[Collected data]
========================================================================
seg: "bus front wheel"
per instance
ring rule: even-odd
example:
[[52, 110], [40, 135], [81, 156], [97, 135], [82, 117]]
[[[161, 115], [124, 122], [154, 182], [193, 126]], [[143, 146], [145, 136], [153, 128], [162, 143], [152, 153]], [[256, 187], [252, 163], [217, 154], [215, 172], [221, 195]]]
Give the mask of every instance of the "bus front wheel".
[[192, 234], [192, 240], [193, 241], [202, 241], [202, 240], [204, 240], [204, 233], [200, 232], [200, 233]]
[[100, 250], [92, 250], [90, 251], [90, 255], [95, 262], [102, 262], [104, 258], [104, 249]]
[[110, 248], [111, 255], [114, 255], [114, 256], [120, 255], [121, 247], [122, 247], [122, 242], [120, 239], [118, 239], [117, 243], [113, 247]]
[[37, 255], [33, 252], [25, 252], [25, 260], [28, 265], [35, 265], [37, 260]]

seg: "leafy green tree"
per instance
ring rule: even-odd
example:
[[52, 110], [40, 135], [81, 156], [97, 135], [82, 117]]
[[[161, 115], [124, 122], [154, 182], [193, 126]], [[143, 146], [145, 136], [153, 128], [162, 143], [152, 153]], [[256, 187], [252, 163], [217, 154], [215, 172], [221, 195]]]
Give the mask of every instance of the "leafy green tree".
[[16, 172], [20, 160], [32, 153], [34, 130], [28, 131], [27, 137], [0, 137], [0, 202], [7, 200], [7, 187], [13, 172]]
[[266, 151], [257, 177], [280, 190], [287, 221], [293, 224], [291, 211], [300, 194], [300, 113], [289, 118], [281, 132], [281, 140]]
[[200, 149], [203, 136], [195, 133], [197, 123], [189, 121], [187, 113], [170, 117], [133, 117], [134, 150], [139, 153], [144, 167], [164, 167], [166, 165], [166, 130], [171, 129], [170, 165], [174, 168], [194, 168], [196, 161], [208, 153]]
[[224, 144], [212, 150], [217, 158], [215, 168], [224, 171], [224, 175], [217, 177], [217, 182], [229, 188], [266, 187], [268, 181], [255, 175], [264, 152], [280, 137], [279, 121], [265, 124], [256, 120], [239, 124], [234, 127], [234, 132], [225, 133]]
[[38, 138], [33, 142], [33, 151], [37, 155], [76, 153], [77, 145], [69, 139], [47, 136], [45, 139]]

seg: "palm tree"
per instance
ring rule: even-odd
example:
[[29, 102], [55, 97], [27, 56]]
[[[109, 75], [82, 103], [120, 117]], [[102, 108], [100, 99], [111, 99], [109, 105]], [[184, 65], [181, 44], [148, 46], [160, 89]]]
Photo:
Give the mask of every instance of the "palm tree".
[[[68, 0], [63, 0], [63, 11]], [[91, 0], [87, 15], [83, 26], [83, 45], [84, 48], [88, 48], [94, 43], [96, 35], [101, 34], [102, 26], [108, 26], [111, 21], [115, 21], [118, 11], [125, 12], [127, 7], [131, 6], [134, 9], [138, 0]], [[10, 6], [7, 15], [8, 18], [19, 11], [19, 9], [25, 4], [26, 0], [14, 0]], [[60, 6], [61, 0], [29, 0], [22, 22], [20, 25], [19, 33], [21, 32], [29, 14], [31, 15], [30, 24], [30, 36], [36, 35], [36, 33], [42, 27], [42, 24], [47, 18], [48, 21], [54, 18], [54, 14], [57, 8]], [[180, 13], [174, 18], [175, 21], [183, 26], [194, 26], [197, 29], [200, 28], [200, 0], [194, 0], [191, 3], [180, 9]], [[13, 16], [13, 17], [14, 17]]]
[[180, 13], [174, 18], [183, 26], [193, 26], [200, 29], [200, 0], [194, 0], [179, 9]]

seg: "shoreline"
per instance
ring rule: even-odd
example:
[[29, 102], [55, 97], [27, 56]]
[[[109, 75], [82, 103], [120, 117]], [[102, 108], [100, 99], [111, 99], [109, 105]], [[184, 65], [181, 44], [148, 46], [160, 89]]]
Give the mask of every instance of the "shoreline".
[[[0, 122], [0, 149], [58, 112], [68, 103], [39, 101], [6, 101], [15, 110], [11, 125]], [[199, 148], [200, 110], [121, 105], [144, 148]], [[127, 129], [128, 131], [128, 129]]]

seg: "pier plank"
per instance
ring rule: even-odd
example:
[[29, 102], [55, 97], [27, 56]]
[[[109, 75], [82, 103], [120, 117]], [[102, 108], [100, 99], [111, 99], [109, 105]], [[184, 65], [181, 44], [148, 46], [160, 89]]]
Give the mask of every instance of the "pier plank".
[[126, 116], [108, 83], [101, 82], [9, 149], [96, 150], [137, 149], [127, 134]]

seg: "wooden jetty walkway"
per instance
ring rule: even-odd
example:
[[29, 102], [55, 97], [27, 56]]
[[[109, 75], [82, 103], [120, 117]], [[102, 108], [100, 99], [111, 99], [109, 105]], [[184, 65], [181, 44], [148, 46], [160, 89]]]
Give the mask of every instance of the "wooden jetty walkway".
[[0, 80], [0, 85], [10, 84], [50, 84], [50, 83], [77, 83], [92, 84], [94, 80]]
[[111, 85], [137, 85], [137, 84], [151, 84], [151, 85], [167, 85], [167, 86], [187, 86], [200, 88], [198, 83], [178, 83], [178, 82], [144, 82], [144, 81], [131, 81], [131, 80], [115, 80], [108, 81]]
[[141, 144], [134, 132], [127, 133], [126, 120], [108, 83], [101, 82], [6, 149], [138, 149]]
========================================================================
#### TASK DIRECTIONS
Every record should be retyped so that it matches the original exactly.

#### EXERCISE OUTPUT
seg: "bus front wheel"
per instance
ring rule: even-odd
example:
[[52, 110], [40, 135], [81, 156], [97, 135], [82, 117]]
[[[161, 115], [124, 122], [154, 182], [193, 126]], [[143, 146], [145, 136], [153, 128], [162, 143], [152, 153]], [[256, 187], [252, 163], [217, 154], [215, 172], [221, 195]]]
Give the mask of every instance of the "bus front wheel".
[[192, 234], [192, 240], [193, 241], [202, 241], [202, 240], [204, 240], [204, 233], [200, 232], [200, 233]]
[[100, 250], [92, 250], [90, 251], [90, 255], [95, 262], [102, 262], [104, 258], [104, 249]]
[[110, 248], [111, 255], [114, 255], [114, 256], [120, 255], [121, 247], [122, 247], [122, 242], [120, 239], [118, 239], [117, 243], [113, 247]]
[[37, 255], [33, 252], [25, 252], [25, 260], [28, 265], [35, 265], [37, 260]]

seg: "leafy green tree"
per instance
ring rule: even-odd
example:
[[52, 110], [40, 135], [81, 156], [97, 135], [82, 117]]
[[[161, 115], [124, 122], [154, 182], [193, 126]], [[143, 146], [145, 136], [153, 128], [162, 143], [152, 153]], [[256, 187], [252, 163], [217, 154], [215, 172], [221, 195]]]
Give the mask of every instance of the "leafy green tree".
[[16, 172], [20, 160], [32, 153], [34, 130], [28, 131], [27, 137], [0, 137], [0, 202], [7, 200], [7, 187], [13, 172]]
[[266, 151], [257, 177], [280, 190], [287, 221], [293, 224], [291, 211], [300, 194], [300, 113], [289, 118], [281, 132], [281, 140]]
[[200, 149], [203, 136], [195, 133], [197, 123], [189, 121], [187, 113], [170, 117], [133, 117], [134, 150], [139, 153], [144, 167], [164, 167], [166, 165], [166, 130], [171, 129], [170, 165], [174, 168], [194, 168], [196, 161], [208, 153]]
[[224, 144], [212, 150], [217, 158], [215, 168], [224, 171], [224, 175], [217, 177], [217, 182], [229, 188], [266, 187], [268, 181], [255, 175], [264, 152], [280, 137], [279, 121], [265, 124], [256, 120], [239, 124], [234, 127], [234, 132], [225, 133]]
[[38, 138], [33, 142], [33, 151], [37, 155], [76, 153], [77, 145], [69, 139], [47, 136], [45, 139]]

seg: "palm tree"
per instance
ring rule: even-odd
example:
[[29, 102], [55, 97], [27, 56]]
[[[109, 75], [82, 103], [120, 117]], [[102, 108], [100, 99], [111, 99], [109, 105]], [[184, 65], [181, 44], [148, 46], [160, 89]]]
Photo:
Give the mask of every instance of the "palm tree".
[[[68, 0], [63, 0], [63, 11]], [[91, 0], [87, 15], [83, 26], [83, 45], [84, 48], [88, 48], [94, 43], [96, 35], [101, 34], [102, 26], [108, 26], [111, 21], [115, 21], [118, 11], [125, 12], [127, 7], [131, 6], [134, 9], [138, 0]], [[10, 6], [7, 15], [8, 18], [19, 11], [19, 9], [25, 4], [26, 0], [14, 0]], [[60, 6], [61, 0], [29, 0], [22, 22], [20, 25], [19, 33], [21, 32], [29, 14], [31, 15], [30, 24], [30, 36], [36, 35], [36, 33], [42, 27], [42, 24], [47, 18], [48, 21], [54, 18], [54, 14], [57, 8]], [[180, 13], [174, 18], [175, 21], [183, 26], [194, 26], [197, 29], [200, 28], [200, 0], [194, 0], [191, 3], [180, 9]], [[13, 16], [13, 17], [14, 17]]]
[[180, 13], [174, 18], [183, 26], [193, 26], [200, 29], [200, 0], [194, 0], [179, 9]]

seg: "shoreline"
per instance
ring rule: even-odd
example:
[[29, 102], [55, 97], [27, 56]]
[[[109, 75], [82, 103], [120, 117]], [[102, 108], [100, 99], [111, 99], [109, 105]], [[184, 65], [181, 44], [148, 46], [160, 89]]]
Give the mask of every instance of the "shoreline".
[[[0, 122], [0, 149], [58, 112], [68, 103], [39, 101], [6, 101], [15, 110], [11, 125]], [[199, 148], [200, 110], [121, 105], [144, 148]], [[127, 129], [128, 131], [128, 129]]]

seg: "pier plank"
per instance
ring rule: even-odd
example:
[[29, 102], [55, 97], [27, 56]]
[[[109, 75], [82, 103], [120, 117]], [[102, 108], [100, 99], [111, 99], [109, 105]], [[184, 65], [181, 44], [148, 46], [160, 89]]]
Give the mask of every instance of the "pier plank".
[[126, 116], [108, 83], [101, 82], [9, 149], [96, 150], [137, 149], [127, 134]]

seg: "wooden jetty walkway"
per instance
ring rule: even-odd
example:
[[29, 102], [55, 97], [27, 56]]
[[[109, 75], [82, 103], [120, 117]], [[102, 108], [100, 99], [111, 99], [109, 105]], [[184, 65], [181, 44], [148, 46], [160, 89]]]
Give the mask of every instance of the "wooden jetty walkway".
[[0, 80], [0, 85], [10, 84], [50, 84], [50, 83], [77, 83], [92, 84], [94, 80]]
[[111, 85], [137, 85], [137, 84], [151, 84], [151, 85], [167, 85], [167, 86], [187, 86], [200, 88], [198, 83], [178, 83], [178, 82], [144, 82], [144, 81], [131, 81], [131, 80], [115, 80], [108, 81]]
[[141, 144], [134, 132], [127, 133], [126, 120], [108, 83], [101, 82], [6, 149], [138, 149]]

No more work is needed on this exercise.